Yapılacak İş -
Aşağıdaki okuma parçasına göre şu soruları cevaplayın:
1. Parçanın başında psikolojideki hangi olgudan söz ediliyor?
2. Vatandaş, yazarın yolunu çevirip ne soruyor?
3. Yazar kaç yıllık meslek hayatından bahsediyor?

====== Okuma Parçası ======

Psikolojide algıda seçicilik diye bir olgu vardır.
Bu algıyı etkileyen faktörler bakış açısına da vurgu yapıyor.
Vatandaş zaman zaman yolumu çevirip soruyor.
" Abi bu meslek sizi hep böyle alkolik mi yapmakta? " diye.
Şaşırıyorum.
Çünkü halk seyrettiğinden fazlaca etkileniyor.
Dizilerde gözden kaçmayan bir unsur da Polislerin aşırı bir şekilde kullandığı Alkol sorunu. İnsanların tercihine kimsenin karıştığı yok.
Kimsenin haddi değil. Ama senaryolarda Polisi alkolik göstermenin gereği var mı peki?
Üstelik te görev başında.
Ben 20 yıllık meslek hayatımda göreve alkollü gelen bir meslektaşımı asla görmedim.
Mutlaka alkol kullanan insanlar da mevcuttur.
Neticede kullanan da parasını kendi ödüyor.
Bize ne?

====== Çıkarılan Veriler ======

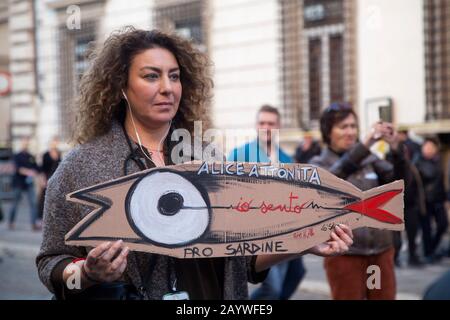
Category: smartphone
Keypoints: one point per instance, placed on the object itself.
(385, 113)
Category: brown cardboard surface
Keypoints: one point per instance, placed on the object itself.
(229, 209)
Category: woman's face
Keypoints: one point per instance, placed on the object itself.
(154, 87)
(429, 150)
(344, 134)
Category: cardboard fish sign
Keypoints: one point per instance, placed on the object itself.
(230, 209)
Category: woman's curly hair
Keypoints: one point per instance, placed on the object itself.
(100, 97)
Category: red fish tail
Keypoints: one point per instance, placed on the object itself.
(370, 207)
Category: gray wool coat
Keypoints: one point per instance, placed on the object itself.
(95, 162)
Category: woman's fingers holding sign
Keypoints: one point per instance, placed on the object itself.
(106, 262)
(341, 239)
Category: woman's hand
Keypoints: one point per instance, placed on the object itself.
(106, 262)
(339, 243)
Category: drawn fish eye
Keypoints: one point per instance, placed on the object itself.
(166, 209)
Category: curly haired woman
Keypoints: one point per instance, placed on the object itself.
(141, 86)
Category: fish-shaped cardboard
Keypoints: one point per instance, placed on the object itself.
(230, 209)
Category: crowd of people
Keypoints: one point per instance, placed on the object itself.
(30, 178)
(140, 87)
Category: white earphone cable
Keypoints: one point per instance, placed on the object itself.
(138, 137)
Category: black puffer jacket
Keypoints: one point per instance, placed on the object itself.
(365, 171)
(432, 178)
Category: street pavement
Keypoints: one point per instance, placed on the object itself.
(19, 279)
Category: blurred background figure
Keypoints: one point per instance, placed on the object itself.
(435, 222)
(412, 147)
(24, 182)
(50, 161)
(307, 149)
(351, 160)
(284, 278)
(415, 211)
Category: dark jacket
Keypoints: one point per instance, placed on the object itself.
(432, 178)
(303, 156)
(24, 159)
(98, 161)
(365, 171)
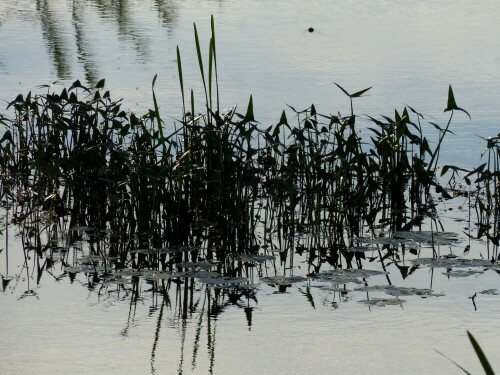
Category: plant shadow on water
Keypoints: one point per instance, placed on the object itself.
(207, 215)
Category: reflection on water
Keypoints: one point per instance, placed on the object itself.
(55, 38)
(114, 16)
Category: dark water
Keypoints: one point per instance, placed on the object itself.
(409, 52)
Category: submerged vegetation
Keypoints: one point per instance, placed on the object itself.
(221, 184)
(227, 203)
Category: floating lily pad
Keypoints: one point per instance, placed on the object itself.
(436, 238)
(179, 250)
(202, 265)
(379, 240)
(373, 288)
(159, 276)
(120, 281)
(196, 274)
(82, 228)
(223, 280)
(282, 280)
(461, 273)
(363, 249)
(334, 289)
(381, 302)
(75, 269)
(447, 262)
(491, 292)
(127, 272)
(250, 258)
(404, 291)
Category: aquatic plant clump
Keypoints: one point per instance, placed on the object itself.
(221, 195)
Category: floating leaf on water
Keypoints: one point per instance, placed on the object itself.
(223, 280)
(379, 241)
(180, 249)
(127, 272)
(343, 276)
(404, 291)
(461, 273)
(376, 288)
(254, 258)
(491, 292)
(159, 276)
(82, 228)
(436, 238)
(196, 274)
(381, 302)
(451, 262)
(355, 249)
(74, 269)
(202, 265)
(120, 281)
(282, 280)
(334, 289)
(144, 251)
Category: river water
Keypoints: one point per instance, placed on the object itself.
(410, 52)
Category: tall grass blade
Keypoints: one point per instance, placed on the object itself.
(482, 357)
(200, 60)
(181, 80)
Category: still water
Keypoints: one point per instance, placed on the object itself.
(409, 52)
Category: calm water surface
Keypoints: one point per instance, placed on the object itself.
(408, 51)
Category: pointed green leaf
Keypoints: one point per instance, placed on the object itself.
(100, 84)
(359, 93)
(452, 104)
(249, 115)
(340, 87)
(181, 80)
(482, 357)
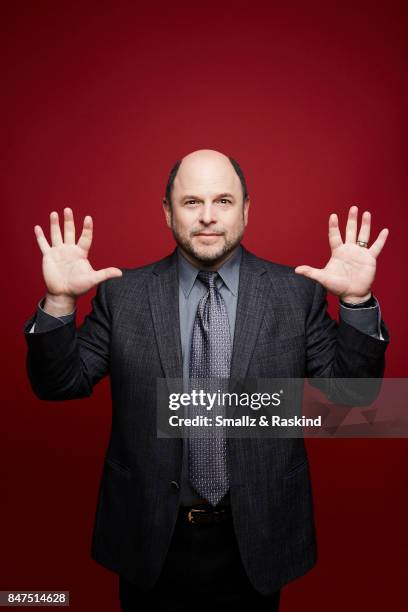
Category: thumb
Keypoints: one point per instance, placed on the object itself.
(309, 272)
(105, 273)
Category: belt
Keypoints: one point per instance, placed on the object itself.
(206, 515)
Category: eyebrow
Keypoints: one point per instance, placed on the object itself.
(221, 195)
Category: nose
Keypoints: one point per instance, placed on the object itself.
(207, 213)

======
====== Çıkarılan Veriler ======

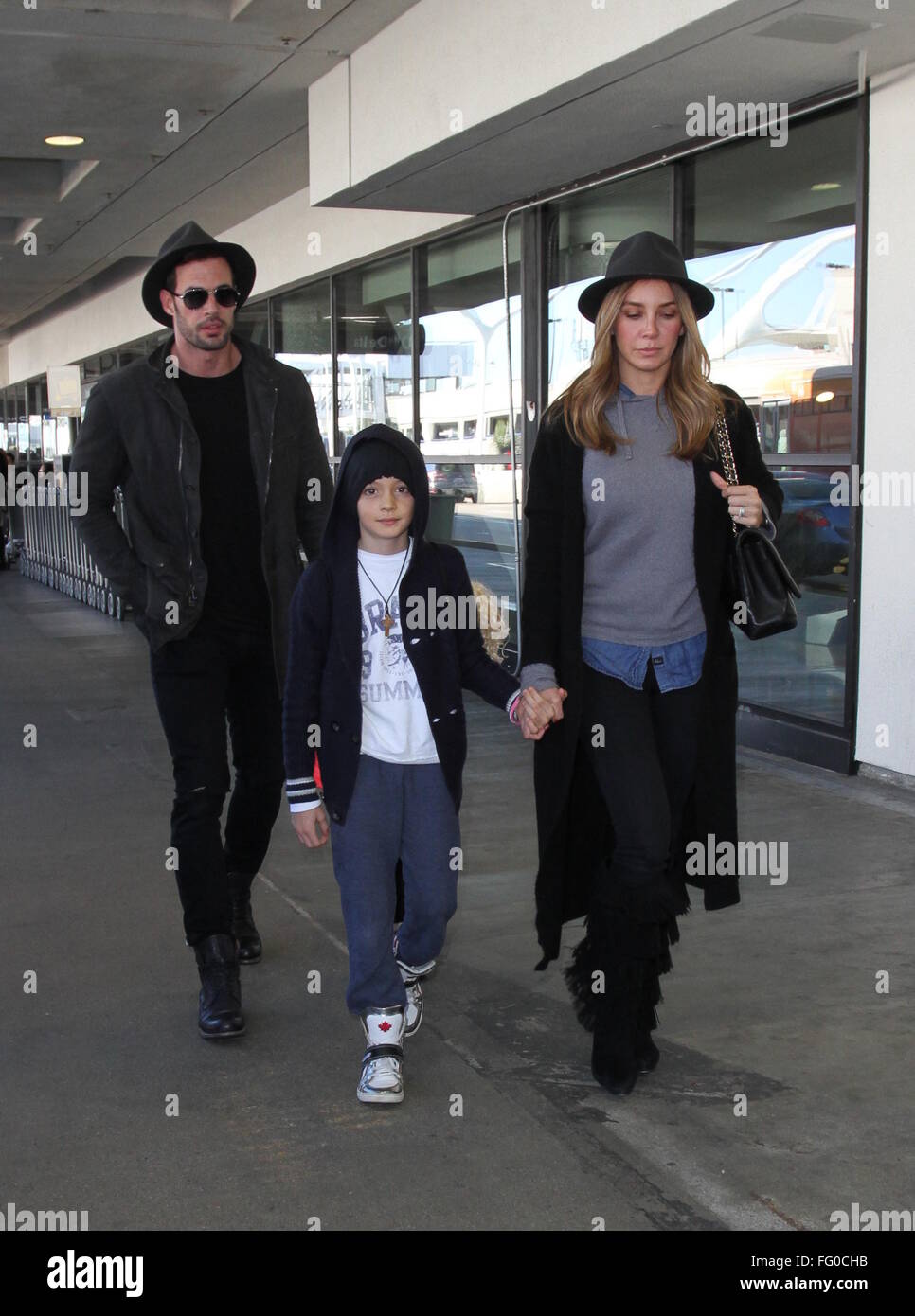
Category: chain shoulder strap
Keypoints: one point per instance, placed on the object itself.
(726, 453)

======

Yazılı Cevap -
1. Algıda seçicilikten.
2. "Abi bu meslek sizi hep böyle alkolik mi yapmakta?" diye soruyor.
3. 20 yıllık meslek hayatından.